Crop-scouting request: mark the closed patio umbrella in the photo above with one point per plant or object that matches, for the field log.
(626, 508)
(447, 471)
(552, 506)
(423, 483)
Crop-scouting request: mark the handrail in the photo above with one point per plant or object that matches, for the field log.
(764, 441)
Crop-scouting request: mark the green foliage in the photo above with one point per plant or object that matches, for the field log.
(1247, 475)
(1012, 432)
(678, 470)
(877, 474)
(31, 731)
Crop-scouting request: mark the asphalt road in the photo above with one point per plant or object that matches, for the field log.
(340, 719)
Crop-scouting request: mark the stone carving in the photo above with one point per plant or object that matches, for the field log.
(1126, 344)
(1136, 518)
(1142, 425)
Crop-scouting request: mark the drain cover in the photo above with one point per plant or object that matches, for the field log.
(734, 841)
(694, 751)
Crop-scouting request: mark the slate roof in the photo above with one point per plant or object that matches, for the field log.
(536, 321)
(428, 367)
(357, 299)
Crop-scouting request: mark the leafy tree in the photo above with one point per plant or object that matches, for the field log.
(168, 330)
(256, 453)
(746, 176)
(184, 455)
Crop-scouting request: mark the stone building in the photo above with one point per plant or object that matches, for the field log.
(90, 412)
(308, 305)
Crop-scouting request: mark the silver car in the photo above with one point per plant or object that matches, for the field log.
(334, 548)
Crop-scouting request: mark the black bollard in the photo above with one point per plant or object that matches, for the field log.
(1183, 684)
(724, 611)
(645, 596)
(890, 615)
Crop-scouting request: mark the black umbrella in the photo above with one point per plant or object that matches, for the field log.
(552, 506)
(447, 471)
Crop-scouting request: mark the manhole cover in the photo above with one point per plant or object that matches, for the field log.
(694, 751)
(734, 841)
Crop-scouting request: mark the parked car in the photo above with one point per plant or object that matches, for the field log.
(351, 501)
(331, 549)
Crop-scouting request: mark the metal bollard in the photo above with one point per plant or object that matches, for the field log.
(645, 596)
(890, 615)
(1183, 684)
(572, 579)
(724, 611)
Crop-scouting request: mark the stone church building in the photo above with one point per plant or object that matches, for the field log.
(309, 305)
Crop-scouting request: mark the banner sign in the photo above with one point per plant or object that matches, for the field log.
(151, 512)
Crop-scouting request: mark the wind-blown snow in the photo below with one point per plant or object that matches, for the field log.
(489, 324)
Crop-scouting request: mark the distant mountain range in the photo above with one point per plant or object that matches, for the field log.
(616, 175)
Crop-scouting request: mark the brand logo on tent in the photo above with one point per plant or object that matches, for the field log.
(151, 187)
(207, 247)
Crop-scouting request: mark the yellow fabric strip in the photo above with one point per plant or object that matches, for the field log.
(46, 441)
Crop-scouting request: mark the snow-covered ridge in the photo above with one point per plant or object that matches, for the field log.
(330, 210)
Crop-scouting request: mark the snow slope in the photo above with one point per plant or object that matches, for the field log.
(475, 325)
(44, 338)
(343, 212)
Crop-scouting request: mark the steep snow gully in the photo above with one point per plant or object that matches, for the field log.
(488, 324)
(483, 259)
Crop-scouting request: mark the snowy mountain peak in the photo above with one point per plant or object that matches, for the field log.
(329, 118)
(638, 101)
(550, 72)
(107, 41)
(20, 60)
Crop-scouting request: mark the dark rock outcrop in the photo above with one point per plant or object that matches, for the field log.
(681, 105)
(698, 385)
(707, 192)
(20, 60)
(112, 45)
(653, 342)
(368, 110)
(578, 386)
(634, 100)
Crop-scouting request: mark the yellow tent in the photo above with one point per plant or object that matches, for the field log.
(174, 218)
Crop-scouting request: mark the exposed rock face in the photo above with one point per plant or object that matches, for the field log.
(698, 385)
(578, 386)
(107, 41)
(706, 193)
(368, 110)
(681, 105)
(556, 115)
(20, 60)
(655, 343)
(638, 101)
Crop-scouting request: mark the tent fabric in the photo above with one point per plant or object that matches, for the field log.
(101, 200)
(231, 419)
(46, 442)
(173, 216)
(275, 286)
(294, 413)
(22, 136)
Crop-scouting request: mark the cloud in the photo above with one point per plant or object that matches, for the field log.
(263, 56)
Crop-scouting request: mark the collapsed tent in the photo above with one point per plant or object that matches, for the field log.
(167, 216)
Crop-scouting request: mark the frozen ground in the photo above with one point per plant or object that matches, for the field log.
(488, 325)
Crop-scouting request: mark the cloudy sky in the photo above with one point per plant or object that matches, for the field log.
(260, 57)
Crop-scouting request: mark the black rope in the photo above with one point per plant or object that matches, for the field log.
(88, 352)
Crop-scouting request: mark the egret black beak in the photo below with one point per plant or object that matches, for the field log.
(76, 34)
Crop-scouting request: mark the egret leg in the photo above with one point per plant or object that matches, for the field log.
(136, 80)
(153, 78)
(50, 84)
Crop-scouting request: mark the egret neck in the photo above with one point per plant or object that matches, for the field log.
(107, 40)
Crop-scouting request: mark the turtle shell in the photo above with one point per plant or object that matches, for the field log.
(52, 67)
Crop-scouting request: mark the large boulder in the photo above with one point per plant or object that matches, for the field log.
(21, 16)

____________

Output the line that contains "Crop-scouting request: mark the black rope", followed by every later line in the listing, with no line omitted and none added.

Crop-scouting request: mark the black rope in the photo above with one point per plant or object that matches, for the field log.
(88, 352)
Crop-scouting request: mark the egret black beak in the photo below with one point per plant or object that matches, for the field log.
(76, 34)
Crop-scouting request: mark the egret leg in the photo above with one point per plant or object that matches, for the field log.
(136, 80)
(153, 78)
(50, 84)
Crop-scouting request: mark the egret neck in the photo above with one point per plant or object that matches, for the field log.
(107, 40)
Crop-scouting request: mark the turtle shell in the photo above with one point per plant or object that matches, for the field log.
(52, 67)
Crop-scouting request: mark the large boulder in the photo above with one point per plant or object that matches, for the field log.
(21, 16)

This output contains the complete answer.